To illustrate what he means, Stendahl appeals to Luther’s understanding
of Galatians 3:24 to illustrate the
second use of the law. Whereas Paul clearly envisioned the law as the custodian
for the Jews until the arrival of the Messiah, Luther reversed the argument to
assert that the law is the schoolmaster for everyone to crush
self-righteousness and lead to Christ (pp. 86,87). Furthermore, the law is no
longer the law of Moses which has become obsolete, but God’s moral imperative
as such.
Stendahl concludes, “Paul’s argument that the Gentiles must not and
should not come to Christ via the Law, i.e., via circumcision, etc. has turned
into a statement according to which all men must come to Christ with
consciences properly convicted by the Law and its insatiable requirements for
righteousness. So drastic is the reinterpretation once the original framework
of ‘Jews and Gentiles’ is lost, and the Western problems of conscience become
its unchallenged and self-evident substitute” (p. 87).
Stendahl derives central support for this thesis from Phillippians 3:6,
where Paul alleges that prior to his conversion he kept the law blamelessly.
What he regards and discards as refuse in his prior life are not his
shortcomings in law-keeping, but his achievements and distinctions as a Jew,
from circumcision to persecuting the Christian church. This interpretation,
alleges Stendahl, finds support in the narrative of Paul’s conversion in Acts
9 which is not portrayed in terms of the restoration of a plagued
conscience (p. 80), but in terms of his calling to apostleship (p. 85).
Paul’s chief sin, according to Stendahl, was his persecution of the
church, the climax of his dedication to the Jewish faith (Gal.1.13; Phil.3.6). When Paul says that
Christ came into the world to save sinners, of whom he was chief, he is not
expressing contrition in the present tense, but referring back to his career of
blaspheming and persecuting. God, however, had revealed to him his true Messiah
and made him an apostle and a prototype of sinner’s salvation (cf. Rom.5:6-11).
But what about Romans 2 and 3 which deal with the impossibility of
law-keeping? Stendahl rightly indicates that the law never expected perfection
of the Jew but made provisions for repentance and forgiveness. Paul’s objective
in these chapters is simply to show his readers that the law was helpless
to Israel because ultimately it pronounced upon her the same guilty
sentence under which the Gentiles already lived.

• • • • •

Decide whether each statement below agrees with the passage on Stendahl's reading of Paul, and for each one answer yes or no and quote the words of the passage that settle it. (a) In Stendahl's view, Acts 9 portrays Paul's conversion in terms of his calling to apostleship. (b) Luther held that the law was a custodian for the Jews alone until the Messiah arrived. (c) Stendahl indicates that the law expected perfection of the Jew.

(Excerpts of location labeling data)
• • • • •

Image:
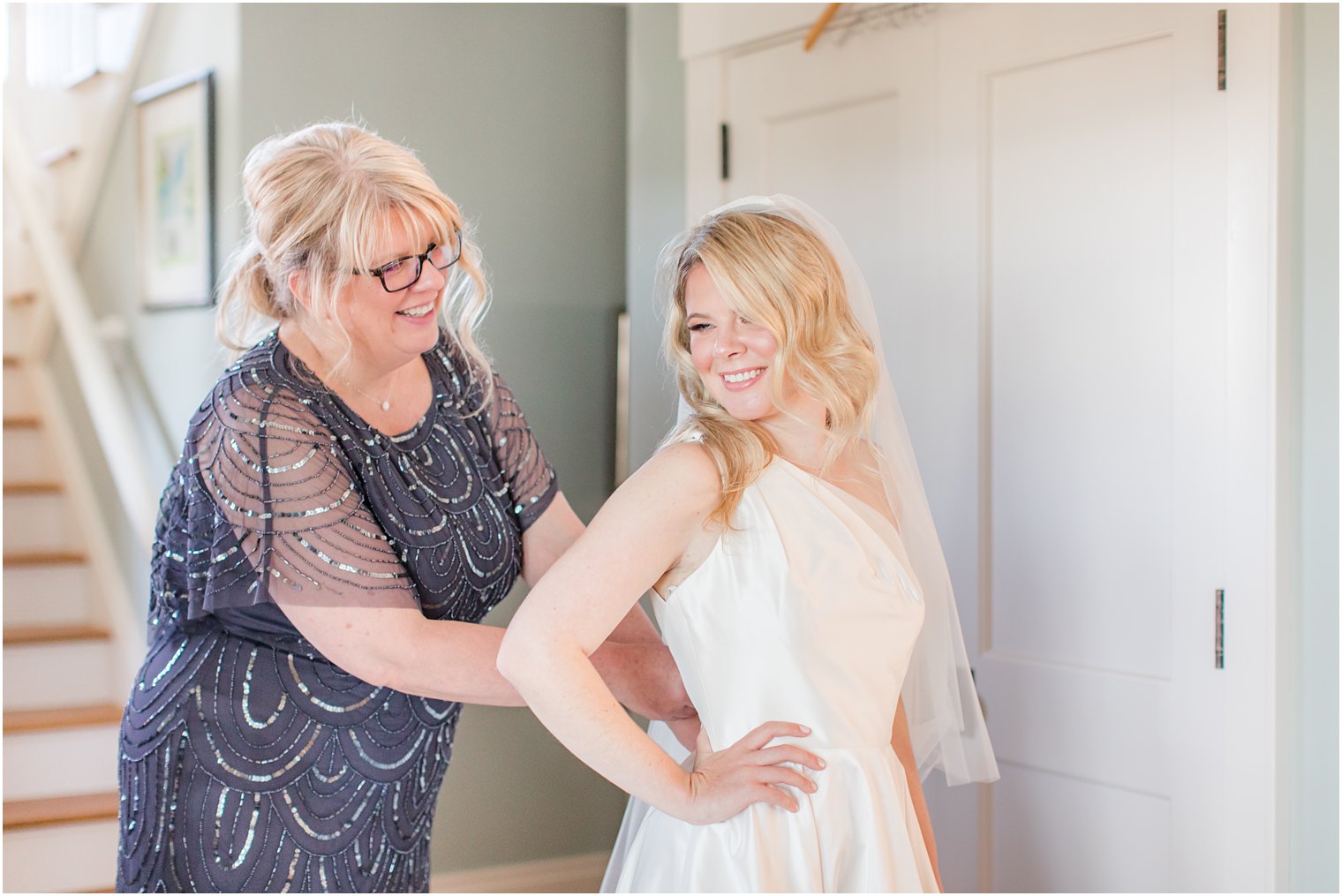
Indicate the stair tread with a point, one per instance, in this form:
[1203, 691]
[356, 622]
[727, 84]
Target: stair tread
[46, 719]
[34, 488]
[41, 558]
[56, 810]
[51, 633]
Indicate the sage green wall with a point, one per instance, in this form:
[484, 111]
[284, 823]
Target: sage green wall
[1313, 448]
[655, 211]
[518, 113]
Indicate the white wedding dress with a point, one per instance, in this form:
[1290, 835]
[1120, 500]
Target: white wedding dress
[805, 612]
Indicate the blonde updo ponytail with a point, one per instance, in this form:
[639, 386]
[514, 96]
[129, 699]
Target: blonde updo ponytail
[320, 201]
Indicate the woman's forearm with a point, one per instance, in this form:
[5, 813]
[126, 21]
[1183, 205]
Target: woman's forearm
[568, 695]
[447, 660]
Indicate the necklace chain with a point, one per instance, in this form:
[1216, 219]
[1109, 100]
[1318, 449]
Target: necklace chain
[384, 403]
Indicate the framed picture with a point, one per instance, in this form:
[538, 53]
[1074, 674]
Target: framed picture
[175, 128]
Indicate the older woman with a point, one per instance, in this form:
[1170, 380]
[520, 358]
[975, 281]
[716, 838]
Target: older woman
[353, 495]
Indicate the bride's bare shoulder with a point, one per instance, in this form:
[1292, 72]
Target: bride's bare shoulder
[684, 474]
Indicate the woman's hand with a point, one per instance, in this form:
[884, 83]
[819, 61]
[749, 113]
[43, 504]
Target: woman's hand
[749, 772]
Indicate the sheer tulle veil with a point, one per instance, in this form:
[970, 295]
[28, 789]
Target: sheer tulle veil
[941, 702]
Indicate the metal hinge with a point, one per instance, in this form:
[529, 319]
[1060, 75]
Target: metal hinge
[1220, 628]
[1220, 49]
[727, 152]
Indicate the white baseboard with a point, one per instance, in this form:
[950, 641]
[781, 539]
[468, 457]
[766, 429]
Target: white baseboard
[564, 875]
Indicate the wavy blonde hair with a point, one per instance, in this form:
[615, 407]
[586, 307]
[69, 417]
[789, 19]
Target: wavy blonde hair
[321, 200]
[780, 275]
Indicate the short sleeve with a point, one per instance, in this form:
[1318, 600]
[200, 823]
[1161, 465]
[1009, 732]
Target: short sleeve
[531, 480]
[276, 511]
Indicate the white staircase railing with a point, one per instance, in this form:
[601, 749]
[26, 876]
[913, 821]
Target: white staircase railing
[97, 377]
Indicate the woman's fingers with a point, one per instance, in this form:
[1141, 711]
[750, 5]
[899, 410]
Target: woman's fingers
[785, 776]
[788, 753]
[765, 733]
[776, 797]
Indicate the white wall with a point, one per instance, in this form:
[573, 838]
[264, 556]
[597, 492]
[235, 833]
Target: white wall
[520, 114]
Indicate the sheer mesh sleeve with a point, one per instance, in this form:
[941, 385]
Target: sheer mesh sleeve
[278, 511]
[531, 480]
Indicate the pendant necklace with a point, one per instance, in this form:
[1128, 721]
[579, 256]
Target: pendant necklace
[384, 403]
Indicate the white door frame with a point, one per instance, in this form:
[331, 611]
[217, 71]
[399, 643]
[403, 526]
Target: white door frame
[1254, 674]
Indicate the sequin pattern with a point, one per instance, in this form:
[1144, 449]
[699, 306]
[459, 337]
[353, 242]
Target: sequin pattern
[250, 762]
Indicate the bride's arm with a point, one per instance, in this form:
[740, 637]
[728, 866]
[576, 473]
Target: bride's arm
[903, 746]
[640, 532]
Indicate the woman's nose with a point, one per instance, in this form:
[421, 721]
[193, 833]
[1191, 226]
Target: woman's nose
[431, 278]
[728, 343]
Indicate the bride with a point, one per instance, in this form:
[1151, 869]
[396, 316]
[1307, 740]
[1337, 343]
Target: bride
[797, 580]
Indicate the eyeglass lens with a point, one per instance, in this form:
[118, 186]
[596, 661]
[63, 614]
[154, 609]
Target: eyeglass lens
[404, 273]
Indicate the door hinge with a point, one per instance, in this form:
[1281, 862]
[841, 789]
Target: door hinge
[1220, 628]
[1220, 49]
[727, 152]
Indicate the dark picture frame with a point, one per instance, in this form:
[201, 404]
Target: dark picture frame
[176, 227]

• • • • •

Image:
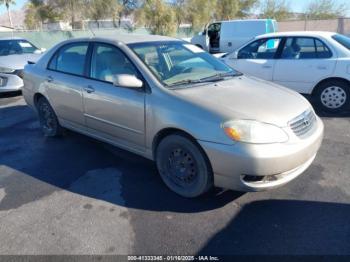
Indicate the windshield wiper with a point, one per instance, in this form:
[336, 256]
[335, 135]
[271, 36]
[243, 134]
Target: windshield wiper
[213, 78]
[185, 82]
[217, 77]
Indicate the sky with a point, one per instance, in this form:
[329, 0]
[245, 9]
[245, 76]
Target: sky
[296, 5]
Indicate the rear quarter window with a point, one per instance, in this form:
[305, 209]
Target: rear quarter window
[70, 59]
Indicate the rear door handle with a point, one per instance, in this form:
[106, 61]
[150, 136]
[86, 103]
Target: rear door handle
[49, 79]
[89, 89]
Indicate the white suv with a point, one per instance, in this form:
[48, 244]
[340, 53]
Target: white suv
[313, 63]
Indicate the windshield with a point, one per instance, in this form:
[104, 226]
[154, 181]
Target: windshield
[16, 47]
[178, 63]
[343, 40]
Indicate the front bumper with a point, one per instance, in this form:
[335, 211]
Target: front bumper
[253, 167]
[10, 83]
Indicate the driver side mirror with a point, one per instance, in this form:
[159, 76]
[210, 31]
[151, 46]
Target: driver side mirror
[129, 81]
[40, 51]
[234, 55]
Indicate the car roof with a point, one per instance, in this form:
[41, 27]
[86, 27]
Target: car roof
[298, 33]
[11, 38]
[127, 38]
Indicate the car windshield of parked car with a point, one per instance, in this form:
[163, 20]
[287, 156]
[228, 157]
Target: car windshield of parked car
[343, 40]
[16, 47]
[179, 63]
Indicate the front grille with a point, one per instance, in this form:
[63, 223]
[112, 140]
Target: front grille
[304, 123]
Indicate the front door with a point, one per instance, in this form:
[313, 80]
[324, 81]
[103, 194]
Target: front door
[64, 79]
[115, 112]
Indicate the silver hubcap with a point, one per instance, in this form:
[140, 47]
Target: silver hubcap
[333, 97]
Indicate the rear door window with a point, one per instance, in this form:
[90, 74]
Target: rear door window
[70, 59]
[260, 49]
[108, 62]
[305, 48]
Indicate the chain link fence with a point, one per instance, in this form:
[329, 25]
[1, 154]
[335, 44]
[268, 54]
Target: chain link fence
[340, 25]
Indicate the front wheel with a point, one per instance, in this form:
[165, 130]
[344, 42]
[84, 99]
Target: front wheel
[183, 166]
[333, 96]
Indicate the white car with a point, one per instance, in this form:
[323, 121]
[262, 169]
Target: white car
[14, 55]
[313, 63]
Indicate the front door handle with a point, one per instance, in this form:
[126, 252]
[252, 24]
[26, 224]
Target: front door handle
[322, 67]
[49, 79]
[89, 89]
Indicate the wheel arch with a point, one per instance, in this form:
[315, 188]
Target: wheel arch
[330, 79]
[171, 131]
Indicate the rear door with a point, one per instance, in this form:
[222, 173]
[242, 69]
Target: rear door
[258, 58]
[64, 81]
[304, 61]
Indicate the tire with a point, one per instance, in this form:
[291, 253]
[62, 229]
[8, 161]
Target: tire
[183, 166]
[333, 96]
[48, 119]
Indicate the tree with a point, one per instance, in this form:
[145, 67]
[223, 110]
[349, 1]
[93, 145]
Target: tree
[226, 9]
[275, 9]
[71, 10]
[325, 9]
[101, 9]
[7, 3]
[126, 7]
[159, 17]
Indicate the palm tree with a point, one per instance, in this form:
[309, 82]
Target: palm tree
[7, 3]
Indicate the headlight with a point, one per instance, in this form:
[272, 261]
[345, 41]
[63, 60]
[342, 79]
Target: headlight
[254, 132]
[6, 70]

• • • • •

COMPLETED EXERCISE:
(a) Yes: "but in terms of his calling to apostleship"
(b) No: "Luther reversed the argument to assert that the law is the schoolmaster for everyone"
(c) No: "the law never expected perfection of the Jew but made provisions for repentance and forgiveness"